Information given =>

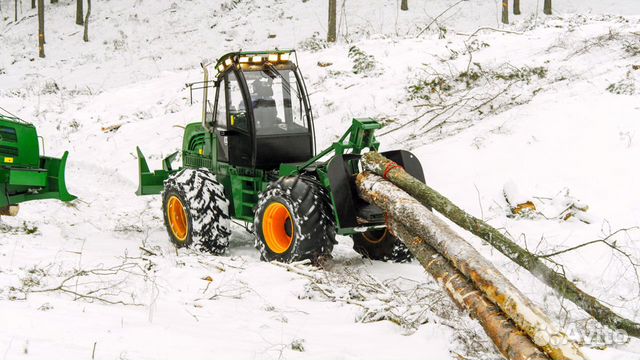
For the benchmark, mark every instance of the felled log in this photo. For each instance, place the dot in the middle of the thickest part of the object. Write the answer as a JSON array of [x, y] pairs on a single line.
[[378, 164], [404, 209], [512, 343]]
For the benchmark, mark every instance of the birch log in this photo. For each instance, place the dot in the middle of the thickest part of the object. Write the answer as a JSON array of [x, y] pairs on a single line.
[[377, 164], [406, 210], [507, 337]]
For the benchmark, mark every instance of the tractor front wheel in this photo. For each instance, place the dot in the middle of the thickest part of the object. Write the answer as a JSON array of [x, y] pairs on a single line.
[[196, 211], [380, 244], [293, 221]]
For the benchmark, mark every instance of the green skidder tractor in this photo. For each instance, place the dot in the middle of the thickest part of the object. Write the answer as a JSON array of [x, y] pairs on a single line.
[[251, 158], [24, 174]]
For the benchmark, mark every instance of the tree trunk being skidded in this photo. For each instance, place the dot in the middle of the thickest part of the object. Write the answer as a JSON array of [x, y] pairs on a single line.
[[512, 343], [377, 164], [401, 207]]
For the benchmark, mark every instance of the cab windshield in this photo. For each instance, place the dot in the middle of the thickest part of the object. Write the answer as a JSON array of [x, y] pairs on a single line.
[[276, 103]]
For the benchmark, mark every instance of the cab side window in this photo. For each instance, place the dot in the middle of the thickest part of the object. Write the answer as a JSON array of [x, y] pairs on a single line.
[[235, 103], [221, 111]]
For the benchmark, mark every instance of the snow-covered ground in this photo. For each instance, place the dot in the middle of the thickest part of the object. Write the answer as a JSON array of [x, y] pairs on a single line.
[[563, 127]]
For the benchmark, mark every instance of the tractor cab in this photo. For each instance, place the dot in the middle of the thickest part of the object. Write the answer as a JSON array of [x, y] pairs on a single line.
[[258, 109]]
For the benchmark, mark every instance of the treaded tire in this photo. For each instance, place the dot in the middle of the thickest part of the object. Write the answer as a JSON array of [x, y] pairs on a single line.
[[206, 209], [381, 245], [311, 220]]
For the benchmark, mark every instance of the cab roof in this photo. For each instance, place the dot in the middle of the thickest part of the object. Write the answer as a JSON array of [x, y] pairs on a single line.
[[254, 58]]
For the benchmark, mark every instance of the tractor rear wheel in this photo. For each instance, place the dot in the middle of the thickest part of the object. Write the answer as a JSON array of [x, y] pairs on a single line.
[[196, 211], [293, 221], [381, 245]]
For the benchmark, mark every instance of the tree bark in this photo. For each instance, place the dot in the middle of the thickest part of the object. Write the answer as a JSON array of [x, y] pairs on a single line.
[[404, 209], [377, 164], [86, 22], [547, 7], [505, 11], [79, 12], [516, 7], [506, 336], [333, 9], [41, 28]]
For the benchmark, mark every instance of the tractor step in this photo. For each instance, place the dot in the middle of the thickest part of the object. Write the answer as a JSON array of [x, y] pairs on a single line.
[[245, 199]]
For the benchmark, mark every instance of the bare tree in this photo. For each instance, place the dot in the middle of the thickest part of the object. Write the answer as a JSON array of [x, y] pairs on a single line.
[[79, 12], [333, 9], [86, 22], [41, 28], [505, 11], [547, 7]]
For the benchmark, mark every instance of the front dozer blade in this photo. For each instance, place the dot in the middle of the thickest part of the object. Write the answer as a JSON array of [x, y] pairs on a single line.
[[152, 183], [56, 184]]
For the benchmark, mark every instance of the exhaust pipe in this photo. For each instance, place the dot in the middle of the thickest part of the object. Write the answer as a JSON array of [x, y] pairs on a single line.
[[11, 210]]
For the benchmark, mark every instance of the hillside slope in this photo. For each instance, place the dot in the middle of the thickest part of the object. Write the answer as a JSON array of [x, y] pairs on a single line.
[[562, 126]]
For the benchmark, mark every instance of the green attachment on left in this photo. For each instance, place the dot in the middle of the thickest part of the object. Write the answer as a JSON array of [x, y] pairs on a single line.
[[24, 174]]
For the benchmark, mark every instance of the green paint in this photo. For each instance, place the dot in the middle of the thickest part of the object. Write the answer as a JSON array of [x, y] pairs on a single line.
[[243, 185], [24, 174]]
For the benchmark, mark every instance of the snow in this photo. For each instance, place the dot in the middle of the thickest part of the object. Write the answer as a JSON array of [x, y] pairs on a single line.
[[573, 134]]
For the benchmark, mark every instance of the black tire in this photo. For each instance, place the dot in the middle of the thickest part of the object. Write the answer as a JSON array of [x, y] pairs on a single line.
[[205, 211], [381, 245], [309, 225]]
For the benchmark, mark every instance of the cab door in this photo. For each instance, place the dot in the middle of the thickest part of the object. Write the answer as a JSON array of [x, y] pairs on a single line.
[[238, 131]]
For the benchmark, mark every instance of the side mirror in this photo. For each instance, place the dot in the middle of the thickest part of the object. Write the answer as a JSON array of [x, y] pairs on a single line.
[[227, 132]]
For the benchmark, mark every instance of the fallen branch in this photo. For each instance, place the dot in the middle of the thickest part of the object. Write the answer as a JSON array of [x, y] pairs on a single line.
[[427, 196], [406, 210], [507, 337]]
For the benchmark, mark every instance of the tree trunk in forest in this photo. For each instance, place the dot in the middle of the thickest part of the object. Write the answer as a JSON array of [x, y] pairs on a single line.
[[86, 22], [505, 11], [401, 208], [427, 196], [332, 32], [79, 12], [41, 28], [547, 7], [506, 336]]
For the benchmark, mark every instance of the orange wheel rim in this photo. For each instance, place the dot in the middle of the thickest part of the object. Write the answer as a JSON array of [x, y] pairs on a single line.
[[277, 228], [370, 237], [177, 218]]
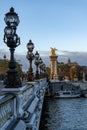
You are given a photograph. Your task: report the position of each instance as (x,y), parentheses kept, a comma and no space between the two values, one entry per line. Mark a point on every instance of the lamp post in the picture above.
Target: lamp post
(12,41)
(30,57)
(37,64)
(40,66)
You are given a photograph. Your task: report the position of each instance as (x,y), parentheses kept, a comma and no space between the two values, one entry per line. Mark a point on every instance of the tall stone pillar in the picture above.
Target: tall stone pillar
(53,65)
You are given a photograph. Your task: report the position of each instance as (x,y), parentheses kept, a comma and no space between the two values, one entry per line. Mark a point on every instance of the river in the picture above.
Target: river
(65,114)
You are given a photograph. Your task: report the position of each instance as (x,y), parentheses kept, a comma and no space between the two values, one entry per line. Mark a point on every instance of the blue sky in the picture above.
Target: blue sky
(48,23)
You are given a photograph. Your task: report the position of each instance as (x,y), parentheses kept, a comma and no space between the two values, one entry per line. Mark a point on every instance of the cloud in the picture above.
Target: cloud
(79,57)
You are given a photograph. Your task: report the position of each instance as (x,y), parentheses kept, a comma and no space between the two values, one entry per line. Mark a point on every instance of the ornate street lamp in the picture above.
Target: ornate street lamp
(40,66)
(12,41)
(30,57)
(37,64)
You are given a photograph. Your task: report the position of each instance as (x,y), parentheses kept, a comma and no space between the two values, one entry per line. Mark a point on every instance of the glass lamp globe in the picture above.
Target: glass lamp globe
(30,46)
(11,18)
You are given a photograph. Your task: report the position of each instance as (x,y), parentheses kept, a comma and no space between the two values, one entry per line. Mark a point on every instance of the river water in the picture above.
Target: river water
(65,114)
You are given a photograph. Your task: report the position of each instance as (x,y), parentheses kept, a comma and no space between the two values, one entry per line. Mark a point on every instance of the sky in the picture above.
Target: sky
(48,23)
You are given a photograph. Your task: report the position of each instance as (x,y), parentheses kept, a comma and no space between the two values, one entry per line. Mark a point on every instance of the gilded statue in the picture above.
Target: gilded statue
(53,51)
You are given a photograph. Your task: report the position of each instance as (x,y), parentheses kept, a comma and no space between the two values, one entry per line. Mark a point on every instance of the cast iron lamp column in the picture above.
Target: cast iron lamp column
(30,57)
(37,64)
(12,41)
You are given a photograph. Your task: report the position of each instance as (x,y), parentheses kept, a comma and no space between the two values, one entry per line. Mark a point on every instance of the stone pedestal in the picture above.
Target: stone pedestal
(53,67)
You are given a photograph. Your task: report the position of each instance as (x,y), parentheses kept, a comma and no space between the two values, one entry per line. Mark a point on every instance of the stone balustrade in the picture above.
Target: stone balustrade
(7,110)
(22,106)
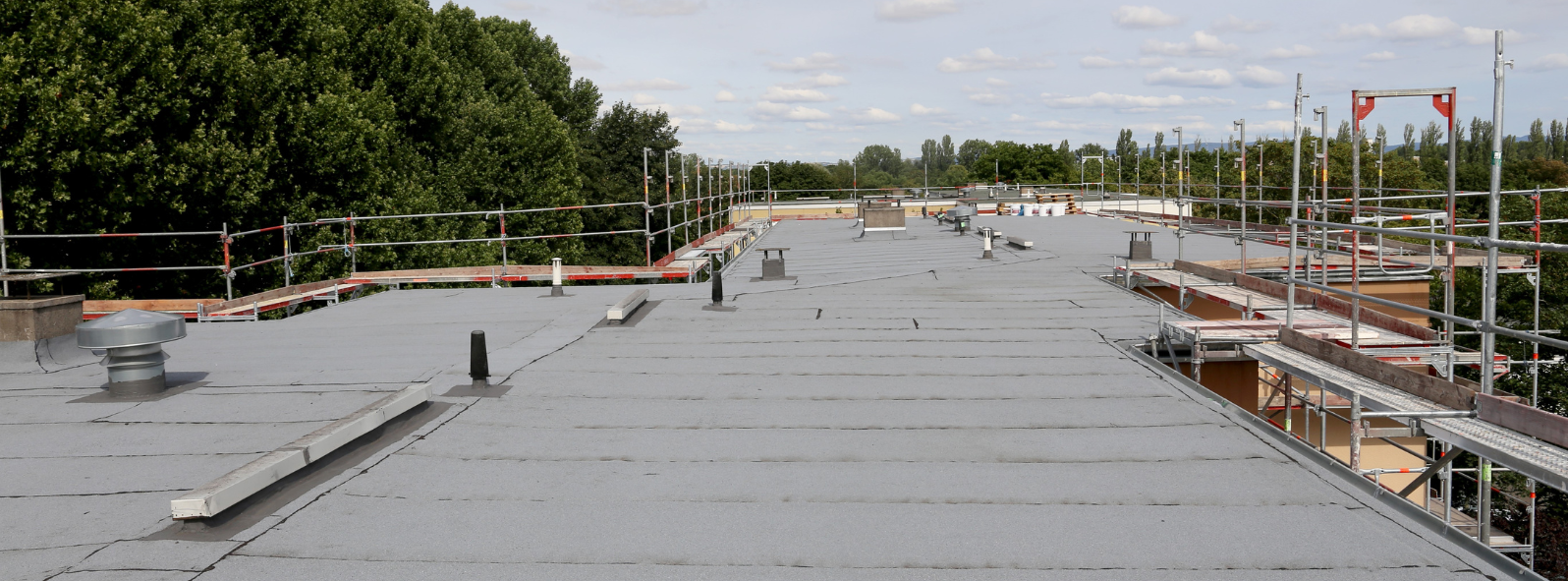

Instruction =>
Swap "benchmark" for "evaluation" in the lines starting at the beginning of the records and going on through the line with "[[276, 103]]", changing nothing else and leaving the pictures out. Give back only those lines.

Result below =>
For the evaluation, mark every instance of the felled log in this photo. For each instance, place the dot in the middle of the thickest part of the object. Write the answer as a JSON array of [x, y] pairs on a single line.
[[378, 164], [404, 209], [512, 343]]
For the evaluation, mark every instance of the birch log in this photo. For each instance, place the dot in the middle of the thickest part of the object. Write the answer as a JSON array of [x, y] pairs on a single line.
[[377, 164], [406, 210], [507, 337]]
For the evaluation, mark every instance of the tractor front wheel in this photo. For each instance, place the dot in the middle of the thickest part of the object. Write the answer as a JSON array of [x, y] pairs on a single line.
[[196, 211], [380, 244], [293, 221]]
For the evaluation, mark every instance of the green skidder tractor in this photo. For each instance, place the dot in the middle of the thickest part of the object. Write the answer as a JSON array of [x, y] pairs on a single line.
[[251, 158], [24, 174]]
For the evaluation, mark every instance of the tree trunk being skidded in this photo. For each instance, place the dot in the middle of the thickest part of the object. Write the answer as a JSON array of [x, y] pairs on a single line.
[[512, 343], [377, 164], [401, 207]]
For the evaluation, mark every instance of the cab windshield in this photo. For each instance, place the dot in the middle of the thickest part of the object. Write the answer as a JSON array of [x, y] pairs on a single line.
[[276, 103]]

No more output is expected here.